## [TASK GOAL]
Only the lines from the line holding "If you could drop a marker on the black planter" to the last line should be output, each exactly as given.

## [Collected data entries]
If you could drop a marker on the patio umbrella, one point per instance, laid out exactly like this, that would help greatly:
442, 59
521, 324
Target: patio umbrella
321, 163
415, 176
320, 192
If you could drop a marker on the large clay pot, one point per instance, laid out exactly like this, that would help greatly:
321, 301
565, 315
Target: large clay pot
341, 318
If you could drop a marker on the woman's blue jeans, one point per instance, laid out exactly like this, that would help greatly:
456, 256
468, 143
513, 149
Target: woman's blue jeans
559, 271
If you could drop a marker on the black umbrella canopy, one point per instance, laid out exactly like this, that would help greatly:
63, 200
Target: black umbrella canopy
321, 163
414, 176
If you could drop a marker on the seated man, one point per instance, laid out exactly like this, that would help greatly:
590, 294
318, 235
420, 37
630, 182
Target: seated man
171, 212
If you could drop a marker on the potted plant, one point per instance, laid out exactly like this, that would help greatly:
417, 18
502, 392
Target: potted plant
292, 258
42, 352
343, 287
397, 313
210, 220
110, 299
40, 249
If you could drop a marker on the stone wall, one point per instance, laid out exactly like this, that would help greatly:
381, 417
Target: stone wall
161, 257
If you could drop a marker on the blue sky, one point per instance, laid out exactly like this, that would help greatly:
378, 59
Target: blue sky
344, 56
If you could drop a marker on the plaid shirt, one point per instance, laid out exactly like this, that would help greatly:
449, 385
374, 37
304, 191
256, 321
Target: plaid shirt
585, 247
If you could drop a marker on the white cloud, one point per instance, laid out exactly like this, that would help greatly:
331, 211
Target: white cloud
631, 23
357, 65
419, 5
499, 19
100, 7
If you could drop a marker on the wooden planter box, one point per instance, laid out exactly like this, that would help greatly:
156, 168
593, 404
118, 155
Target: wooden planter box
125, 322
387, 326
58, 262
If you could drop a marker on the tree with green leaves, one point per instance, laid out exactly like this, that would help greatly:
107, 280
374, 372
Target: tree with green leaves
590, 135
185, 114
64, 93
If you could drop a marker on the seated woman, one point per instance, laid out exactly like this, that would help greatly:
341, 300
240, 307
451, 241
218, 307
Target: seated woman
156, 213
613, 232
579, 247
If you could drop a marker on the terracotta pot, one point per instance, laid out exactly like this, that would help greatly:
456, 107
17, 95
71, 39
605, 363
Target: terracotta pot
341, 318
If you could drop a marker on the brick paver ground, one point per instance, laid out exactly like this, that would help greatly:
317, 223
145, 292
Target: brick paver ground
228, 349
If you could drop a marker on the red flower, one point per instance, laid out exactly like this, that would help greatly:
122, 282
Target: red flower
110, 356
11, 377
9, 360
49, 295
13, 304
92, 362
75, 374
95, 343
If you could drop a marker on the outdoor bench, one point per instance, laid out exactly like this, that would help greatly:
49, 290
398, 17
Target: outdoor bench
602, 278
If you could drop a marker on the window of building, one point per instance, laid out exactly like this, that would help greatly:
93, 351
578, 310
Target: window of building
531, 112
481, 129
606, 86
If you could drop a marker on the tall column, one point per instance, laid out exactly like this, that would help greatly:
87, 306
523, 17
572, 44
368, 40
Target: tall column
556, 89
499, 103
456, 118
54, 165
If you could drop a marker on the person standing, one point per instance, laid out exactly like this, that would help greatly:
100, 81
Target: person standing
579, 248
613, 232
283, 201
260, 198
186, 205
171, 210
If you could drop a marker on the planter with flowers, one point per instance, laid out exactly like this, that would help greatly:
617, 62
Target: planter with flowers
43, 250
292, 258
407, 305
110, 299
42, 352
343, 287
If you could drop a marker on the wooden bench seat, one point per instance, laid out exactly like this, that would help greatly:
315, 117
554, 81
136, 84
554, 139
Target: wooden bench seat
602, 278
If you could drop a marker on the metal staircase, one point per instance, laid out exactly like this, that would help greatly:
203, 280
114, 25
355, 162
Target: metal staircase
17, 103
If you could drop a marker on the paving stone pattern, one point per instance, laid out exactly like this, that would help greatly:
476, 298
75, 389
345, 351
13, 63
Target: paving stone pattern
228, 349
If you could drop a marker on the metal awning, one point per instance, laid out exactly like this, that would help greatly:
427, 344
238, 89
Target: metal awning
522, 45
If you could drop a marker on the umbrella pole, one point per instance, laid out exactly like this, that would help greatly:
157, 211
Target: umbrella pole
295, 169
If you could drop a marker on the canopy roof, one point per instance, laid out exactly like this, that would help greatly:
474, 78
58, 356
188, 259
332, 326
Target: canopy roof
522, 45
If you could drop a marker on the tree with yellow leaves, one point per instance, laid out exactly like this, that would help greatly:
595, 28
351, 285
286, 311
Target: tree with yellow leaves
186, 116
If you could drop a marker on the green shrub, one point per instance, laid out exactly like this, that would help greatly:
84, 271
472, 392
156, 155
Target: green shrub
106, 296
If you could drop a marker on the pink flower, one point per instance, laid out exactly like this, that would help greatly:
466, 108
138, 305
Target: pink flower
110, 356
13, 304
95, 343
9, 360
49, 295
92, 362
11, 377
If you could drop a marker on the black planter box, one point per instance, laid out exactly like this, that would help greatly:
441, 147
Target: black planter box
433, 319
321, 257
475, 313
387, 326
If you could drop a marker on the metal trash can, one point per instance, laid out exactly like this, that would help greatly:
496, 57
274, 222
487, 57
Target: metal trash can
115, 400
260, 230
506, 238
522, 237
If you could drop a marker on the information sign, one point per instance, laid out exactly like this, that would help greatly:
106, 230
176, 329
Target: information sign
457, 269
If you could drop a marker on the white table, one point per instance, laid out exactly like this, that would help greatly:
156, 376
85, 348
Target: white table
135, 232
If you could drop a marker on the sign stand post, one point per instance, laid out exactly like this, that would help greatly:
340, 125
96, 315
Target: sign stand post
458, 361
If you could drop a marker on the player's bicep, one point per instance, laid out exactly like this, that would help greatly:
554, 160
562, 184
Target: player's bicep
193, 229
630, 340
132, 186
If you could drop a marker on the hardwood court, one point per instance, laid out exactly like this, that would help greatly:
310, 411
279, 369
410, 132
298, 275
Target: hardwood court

## [ANSWER]
If you could drop a marker on the black planter box, one point per instance, laid out exactly like this, that would help greatly:
441, 147
Target: black planter box
433, 319
321, 257
475, 313
387, 326
If you could drop a marker on the metal trash can, one point per instance, laid out exactly like this, that would help greatly:
496, 57
274, 222
487, 57
Target: metal trash can
115, 400
260, 230
506, 238
522, 237
If you could drop a marker on the information sign, one point per instance, laid out exactly like this, that would help greatly:
106, 230
176, 329
Target: information sign
457, 269
If you could drop a marker on the white table, one point per instance, laid out exactly like this, that would help greatly:
156, 376
85, 348
Target: white table
135, 232
If you could drop a marker on the sign stand post, one point per instance, laid out exactly like this, that would help greatly:
340, 125
96, 315
Target: sign stand post
458, 361
If you could drop a marker on the player's bicep, one point per instance, laid out exactly like this, that would help greatly:
554, 160
562, 184
Target: player's bicep
193, 229
630, 340
132, 186
If you could drop a marker on the hardwood court, one point per instance, laid out exactly like this, that would help greatly:
310, 411
279, 369
410, 132
298, 275
Target: hardwood court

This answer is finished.